[Pointing entries for labeled objects]
○ ○ ○ ○

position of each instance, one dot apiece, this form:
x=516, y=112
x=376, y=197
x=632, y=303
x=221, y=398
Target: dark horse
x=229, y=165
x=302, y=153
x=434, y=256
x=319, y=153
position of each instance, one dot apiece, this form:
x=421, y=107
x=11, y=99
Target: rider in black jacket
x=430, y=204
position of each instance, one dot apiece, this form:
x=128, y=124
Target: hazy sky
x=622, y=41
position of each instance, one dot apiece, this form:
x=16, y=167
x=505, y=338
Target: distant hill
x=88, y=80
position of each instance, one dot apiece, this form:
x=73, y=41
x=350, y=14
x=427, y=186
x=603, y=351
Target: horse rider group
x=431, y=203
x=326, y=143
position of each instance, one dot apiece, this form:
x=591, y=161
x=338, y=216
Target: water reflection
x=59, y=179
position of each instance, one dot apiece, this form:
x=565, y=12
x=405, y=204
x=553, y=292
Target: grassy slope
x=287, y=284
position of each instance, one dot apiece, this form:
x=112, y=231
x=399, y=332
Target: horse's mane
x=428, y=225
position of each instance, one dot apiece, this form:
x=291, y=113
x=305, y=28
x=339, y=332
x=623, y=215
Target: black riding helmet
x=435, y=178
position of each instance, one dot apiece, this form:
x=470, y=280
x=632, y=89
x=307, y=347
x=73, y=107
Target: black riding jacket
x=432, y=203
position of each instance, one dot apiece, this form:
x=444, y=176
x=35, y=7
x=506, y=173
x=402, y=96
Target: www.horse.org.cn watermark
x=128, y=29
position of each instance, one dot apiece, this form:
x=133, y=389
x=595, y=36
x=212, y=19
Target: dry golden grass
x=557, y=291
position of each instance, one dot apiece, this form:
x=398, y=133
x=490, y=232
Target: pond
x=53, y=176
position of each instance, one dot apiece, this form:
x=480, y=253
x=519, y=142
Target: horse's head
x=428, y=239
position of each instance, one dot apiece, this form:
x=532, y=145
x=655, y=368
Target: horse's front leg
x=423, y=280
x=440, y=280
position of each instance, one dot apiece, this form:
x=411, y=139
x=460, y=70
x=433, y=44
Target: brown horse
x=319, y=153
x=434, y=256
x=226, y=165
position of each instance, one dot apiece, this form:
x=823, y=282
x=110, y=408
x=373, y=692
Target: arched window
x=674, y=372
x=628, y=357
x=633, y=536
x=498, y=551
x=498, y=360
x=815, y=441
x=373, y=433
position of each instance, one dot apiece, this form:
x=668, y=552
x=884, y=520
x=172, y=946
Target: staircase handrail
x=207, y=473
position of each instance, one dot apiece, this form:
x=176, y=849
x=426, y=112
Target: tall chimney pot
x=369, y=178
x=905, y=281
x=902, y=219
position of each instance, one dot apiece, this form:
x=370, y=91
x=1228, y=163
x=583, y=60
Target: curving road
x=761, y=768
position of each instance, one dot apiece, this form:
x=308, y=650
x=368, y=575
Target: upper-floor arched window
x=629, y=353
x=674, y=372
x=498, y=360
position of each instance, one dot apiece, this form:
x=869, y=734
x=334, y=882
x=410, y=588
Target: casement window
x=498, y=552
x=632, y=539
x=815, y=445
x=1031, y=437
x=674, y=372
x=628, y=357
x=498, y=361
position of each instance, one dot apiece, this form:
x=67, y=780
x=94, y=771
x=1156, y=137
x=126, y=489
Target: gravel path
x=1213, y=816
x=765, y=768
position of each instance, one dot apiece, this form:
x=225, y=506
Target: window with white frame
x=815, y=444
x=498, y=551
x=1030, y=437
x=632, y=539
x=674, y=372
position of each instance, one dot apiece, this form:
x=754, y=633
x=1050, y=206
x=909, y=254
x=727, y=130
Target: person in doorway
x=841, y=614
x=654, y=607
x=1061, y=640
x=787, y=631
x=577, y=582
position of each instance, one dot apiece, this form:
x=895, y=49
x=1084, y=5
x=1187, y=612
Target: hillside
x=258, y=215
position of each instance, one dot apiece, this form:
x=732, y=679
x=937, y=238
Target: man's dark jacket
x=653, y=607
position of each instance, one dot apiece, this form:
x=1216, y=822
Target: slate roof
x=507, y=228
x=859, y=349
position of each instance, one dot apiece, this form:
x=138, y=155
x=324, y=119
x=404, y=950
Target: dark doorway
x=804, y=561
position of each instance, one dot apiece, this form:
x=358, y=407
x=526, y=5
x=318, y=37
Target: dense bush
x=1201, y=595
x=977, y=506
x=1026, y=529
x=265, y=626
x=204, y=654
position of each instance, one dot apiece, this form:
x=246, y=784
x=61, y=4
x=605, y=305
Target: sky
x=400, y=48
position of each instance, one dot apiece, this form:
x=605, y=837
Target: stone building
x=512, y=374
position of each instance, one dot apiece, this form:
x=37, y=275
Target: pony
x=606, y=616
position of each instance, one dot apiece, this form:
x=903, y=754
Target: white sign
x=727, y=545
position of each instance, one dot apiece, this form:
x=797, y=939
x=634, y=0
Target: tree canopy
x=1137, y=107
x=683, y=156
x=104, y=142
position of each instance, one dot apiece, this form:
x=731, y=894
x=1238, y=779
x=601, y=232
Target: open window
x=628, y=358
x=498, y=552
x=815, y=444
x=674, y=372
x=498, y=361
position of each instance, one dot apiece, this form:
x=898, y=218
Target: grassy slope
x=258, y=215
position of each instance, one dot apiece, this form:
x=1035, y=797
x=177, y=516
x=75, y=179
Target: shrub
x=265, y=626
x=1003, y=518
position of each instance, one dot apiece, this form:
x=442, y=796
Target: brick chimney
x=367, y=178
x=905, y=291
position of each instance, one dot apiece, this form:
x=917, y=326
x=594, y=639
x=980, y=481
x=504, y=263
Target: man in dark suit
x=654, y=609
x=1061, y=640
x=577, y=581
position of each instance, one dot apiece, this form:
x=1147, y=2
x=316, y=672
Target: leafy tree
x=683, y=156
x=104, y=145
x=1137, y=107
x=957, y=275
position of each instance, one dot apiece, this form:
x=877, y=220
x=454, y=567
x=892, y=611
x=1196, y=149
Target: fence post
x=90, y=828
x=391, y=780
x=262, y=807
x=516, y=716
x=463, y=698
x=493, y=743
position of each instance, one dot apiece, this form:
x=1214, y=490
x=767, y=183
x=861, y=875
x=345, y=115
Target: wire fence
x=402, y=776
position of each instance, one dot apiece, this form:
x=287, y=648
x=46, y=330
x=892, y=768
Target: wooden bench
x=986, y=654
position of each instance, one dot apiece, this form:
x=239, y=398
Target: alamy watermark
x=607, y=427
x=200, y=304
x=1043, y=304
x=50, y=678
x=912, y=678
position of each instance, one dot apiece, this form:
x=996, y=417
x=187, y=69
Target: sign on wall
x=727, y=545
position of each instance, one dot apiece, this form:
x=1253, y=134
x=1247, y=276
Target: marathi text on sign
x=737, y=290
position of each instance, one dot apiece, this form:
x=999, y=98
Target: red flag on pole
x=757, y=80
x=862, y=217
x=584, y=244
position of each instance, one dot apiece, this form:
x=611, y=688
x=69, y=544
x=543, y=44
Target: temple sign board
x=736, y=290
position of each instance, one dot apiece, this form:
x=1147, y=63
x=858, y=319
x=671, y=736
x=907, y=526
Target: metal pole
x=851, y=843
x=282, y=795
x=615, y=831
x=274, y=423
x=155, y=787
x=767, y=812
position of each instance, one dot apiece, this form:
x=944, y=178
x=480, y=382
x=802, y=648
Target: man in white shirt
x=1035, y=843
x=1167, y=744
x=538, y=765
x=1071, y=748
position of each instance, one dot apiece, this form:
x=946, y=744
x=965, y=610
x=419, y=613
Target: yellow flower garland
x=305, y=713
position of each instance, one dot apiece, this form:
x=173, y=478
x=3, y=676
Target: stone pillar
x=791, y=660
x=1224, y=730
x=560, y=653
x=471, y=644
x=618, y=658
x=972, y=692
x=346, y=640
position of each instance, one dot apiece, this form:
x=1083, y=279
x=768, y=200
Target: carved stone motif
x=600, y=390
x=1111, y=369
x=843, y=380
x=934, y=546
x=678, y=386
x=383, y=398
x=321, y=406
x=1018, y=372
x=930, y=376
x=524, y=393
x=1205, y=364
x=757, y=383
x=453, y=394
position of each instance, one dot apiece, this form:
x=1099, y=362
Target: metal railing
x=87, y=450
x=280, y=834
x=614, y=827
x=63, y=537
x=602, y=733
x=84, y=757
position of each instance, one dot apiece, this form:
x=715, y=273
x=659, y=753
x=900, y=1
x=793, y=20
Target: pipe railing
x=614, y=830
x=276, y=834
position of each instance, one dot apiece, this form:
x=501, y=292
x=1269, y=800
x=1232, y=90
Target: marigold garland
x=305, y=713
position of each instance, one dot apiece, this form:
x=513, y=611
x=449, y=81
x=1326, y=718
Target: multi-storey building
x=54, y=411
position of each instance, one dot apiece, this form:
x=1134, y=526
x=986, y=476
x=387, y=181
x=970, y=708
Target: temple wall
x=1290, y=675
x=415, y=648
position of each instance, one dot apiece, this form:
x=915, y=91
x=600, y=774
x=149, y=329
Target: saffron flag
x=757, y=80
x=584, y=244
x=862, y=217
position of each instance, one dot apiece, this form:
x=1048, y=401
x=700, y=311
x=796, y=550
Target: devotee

○ ○ ○ ○

Work instructions —
Give back the records exactly as they appear, from the start of the records through the line containing "x=428, y=225", including that line.

Task output —
position of each instance, one dot apiece, this form:
x=516, y=112
x=376, y=197
x=632, y=303
x=221, y=398
Target: dark horse
x=229, y=165
x=302, y=153
x=434, y=256
x=319, y=153
position of each instance, one dot apiece, this form:
x=421, y=107
x=11, y=99
Target: rider in black jacket
x=430, y=204
position of each instance, one dot apiece, this form:
x=128, y=124
Target: hazy sky
x=622, y=41
position of each instance, one dot apiece, this form:
x=16, y=167
x=505, y=338
Target: distant hill
x=88, y=80
position of each instance, one dot apiece, this form:
x=73, y=41
x=350, y=14
x=427, y=186
x=603, y=351
Target: horse rider group
x=431, y=203
x=326, y=143
position of each instance, one dot apiece, this form:
x=591, y=161
x=338, y=216
Target: water reflection
x=59, y=179
position of each instance, one dot apiece, this form:
x=565, y=12
x=405, y=204
x=553, y=292
Target: grassy slope
x=287, y=284
position of each instance, one dot apiece, this form:
x=112, y=231
x=399, y=332
Target: horse's mane
x=428, y=225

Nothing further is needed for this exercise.